* Problem
Please print the data shown below without any alteration.

* Data
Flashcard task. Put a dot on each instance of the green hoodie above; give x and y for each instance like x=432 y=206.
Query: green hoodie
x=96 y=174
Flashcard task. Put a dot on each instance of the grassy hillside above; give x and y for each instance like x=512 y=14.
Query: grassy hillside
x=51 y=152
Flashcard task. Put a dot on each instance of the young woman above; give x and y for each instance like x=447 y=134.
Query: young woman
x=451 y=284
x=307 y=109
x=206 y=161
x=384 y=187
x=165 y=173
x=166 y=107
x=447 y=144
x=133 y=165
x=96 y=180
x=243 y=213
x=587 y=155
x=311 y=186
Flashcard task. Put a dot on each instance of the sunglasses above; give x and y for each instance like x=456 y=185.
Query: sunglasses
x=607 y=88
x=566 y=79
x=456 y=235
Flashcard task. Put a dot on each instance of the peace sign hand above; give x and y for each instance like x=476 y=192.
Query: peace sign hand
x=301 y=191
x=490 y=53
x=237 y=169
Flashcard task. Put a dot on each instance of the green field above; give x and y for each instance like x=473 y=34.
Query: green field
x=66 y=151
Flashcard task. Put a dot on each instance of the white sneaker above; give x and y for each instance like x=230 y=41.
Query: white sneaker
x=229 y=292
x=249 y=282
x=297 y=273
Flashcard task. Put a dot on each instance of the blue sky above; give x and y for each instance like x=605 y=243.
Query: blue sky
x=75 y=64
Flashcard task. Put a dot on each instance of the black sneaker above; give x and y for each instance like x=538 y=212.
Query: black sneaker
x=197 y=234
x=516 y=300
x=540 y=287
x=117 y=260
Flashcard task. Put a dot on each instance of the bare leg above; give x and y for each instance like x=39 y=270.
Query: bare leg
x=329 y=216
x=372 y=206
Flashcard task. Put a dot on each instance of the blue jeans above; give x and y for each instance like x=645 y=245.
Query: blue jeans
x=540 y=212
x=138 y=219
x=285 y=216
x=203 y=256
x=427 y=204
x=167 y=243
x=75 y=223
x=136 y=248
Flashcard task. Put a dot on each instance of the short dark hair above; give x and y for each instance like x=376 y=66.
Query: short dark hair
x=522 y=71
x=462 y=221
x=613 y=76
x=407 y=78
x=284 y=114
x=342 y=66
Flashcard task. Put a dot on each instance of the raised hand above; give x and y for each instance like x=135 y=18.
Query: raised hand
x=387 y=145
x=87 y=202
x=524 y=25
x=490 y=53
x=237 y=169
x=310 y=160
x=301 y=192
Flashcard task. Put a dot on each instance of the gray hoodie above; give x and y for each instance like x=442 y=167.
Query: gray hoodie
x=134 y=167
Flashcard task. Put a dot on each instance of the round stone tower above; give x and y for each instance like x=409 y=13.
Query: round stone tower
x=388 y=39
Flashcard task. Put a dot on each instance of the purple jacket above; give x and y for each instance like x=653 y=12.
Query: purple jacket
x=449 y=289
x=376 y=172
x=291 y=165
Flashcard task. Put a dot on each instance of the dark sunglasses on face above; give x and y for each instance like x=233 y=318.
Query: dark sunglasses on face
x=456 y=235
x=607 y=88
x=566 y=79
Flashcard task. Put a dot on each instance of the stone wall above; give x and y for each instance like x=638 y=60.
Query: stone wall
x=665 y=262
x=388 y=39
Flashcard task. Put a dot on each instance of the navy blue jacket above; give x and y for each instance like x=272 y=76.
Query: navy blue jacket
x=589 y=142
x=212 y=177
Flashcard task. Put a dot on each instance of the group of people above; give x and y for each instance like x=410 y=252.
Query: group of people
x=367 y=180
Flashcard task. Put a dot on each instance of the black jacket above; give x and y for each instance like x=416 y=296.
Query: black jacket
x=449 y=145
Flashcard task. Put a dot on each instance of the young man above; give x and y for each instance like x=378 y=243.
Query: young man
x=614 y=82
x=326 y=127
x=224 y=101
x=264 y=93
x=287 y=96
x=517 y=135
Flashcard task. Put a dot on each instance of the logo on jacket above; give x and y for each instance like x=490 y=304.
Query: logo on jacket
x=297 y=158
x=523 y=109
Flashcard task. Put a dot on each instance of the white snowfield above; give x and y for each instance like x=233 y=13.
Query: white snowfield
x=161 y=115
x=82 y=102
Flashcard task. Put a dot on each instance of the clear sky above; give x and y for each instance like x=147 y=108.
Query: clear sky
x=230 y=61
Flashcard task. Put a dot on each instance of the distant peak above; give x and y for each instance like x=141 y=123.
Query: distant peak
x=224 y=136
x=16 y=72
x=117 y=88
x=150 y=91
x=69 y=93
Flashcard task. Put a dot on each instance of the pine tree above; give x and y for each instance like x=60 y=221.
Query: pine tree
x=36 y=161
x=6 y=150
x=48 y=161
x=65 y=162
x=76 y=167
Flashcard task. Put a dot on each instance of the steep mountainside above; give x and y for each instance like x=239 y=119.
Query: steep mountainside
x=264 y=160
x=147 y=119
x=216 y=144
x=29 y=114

* Expected answer
Flashcard task. Put a dot on each instance of the green hoodie above; give x and y for each instance like x=432 y=206.
Query: green hoodie
x=96 y=174
Flashcard task. Put a dot on each instance of the grassy hillside above; give x and y for each instance like x=512 y=14.
Query: grassy hillside
x=51 y=152
Flashcard task. Put a dot on each instance of the young woman above; give x and y for each instance like x=447 y=134.
Query: young woman
x=451 y=284
x=307 y=109
x=206 y=161
x=384 y=187
x=165 y=173
x=166 y=107
x=447 y=144
x=133 y=165
x=96 y=180
x=243 y=213
x=587 y=155
x=311 y=186
Flashcard task. Put a dot on each instance of the sunglasses above; give x and y for each instance like x=456 y=185.
Query: sunglasses
x=607 y=88
x=566 y=79
x=456 y=235
Flashcard task. Put a dot on each instance of the peace sign hand above; give x and y for each instance like x=476 y=192.
Query: peace sign hand
x=301 y=191
x=490 y=53
x=237 y=169
Flashcard task. Put a dot on each instance of the green field above; give x and y for each instance like x=473 y=34.
Query: green field
x=66 y=151
Flashcard task. Put a dot on each instance of the white sneaker above; give x and y for each instance like x=230 y=41.
Query: white sneaker
x=229 y=292
x=249 y=282
x=297 y=273
Flashcard task. Put a dot on each instance of the blue sky above; give x and y for each instance like x=605 y=243.
Query: blue sky
x=75 y=64
Flashcard task. Put a dot on each instance of the black sneaker above; give x and y for each instance like x=538 y=212.
Query: black sneaker
x=197 y=234
x=516 y=300
x=540 y=287
x=117 y=260
Flashcard task. Put a dot on each instance of the bare leg above; give x and y for each instance like x=39 y=270.
Query: bare leg
x=329 y=216
x=372 y=206
Flashcard task. Put a dot on each instance of the blue jeans above; give x and y for each instance like x=645 y=245.
Query: blue jeans
x=540 y=212
x=138 y=219
x=285 y=216
x=203 y=256
x=427 y=204
x=167 y=243
x=75 y=223
x=136 y=248
Flashcard task. Put a dot on each instance of the short dark hair above; give x and y for each instance like x=376 y=66.
Query: short dark hair
x=522 y=71
x=462 y=221
x=613 y=76
x=407 y=78
x=284 y=114
x=342 y=66
Flashcard task. Put a dot on each instance of the raised hand above; give x and y for each instance like x=135 y=18.
Query: raised hand
x=387 y=145
x=87 y=202
x=524 y=25
x=490 y=53
x=237 y=169
x=310 y=160
x=301 y=192
Flashcard task. Put a dot on each instance of the gray hoodie above; give x and y for each instance like x=442 y=167.
Query: gray hoodie
x=134 y=167
Flashcard task. Put a dot on each instance of the round stone tower above; give x and y for each instance like x=409 y=13.
Query: round stone tower
x=388 y=39
Flashcard task. Put a dot on each instance of the purple jacket above; give x and y for each instance like x=653 y=12.
Query: purple jacket
x=449 y=289
x=376 y=172
x=291 y=165
Flashcard task. Put a dot on each instance of the dark sunglasses on face above; give x and y for each instance like x=233 y=318.
Query: dark sunglasses on face
x=456 y=235
x=607 y=88
x=566 y=79
Flashcard task. Put a dot on each instance of the stone wall above; give x and y for each instance like x=638 y=60.
Query: stone wall
x=665 y=262
x=388 y=39
Flashcard task. Put a dot on each instance of the navy blue jacket above; give x and y for each instance like x=272 y=76.
Query: navy blue jacket
x=589 y=142
x=212 y=177
Flashcard task. Put a dot on each instance of the group of people above; give x and y for each instance like x=410 y=252.
Query: group of people
x=367 y=180
Flashcard task. Put a dot on each instance of the black jacket above; give x and y for each instance like x=416 y=296.
Query: black jacket
x=449 y=145
Flashcard task. Put a dot on each instance of the young man above; give x and y for each instance like x=378 y=243.
Query: young man
x=614 y=82
x=326 y=127
x=224 y=101
x=264 y=93
x=287 y=96
x=517 y=135
Flashcard task. Put a dot on each instance of the logo on jacket above; give x and y for each instance like x=490 y=304.
Query: logo on jacket
x=297 y=158
x=523 y=109
Flashcard task. Put a dot on each instance of the white snowfield above; give x and y for each instance like x=233 y=13.
Query: white snowfield
x=161 y=115
x=82 y=102
Flashcard task. Put a dot on each instance of the clear sky above; give x and y for each instance like x=147 y=108.
Query: clear sky
x=230 y=61
Flashcard task. Put a dot on each instance of the distant peak above; give x and y for each instance like x=141 y=123.
Query: distant peak
x=224 y=136
x=16 y=72
x=117 y=88
x=150 y=91
x=69 y=93
Flashcard task. Put a dot on each instance of the pine tree above; give x and y for each instance like x=60 y=221.
Query: pine tree
x=36 y=161
x=6 y=150
x=48 y=161
x=65 y=162
x=76 y=167
Flashcard task. Put a dot on each instance of the steep mountainside above; give x and y for each instance like x=239 y=119.
Query: steep mountainside
x=264 y=160
x=147 y=119
x=216 y=144
x=29 y=114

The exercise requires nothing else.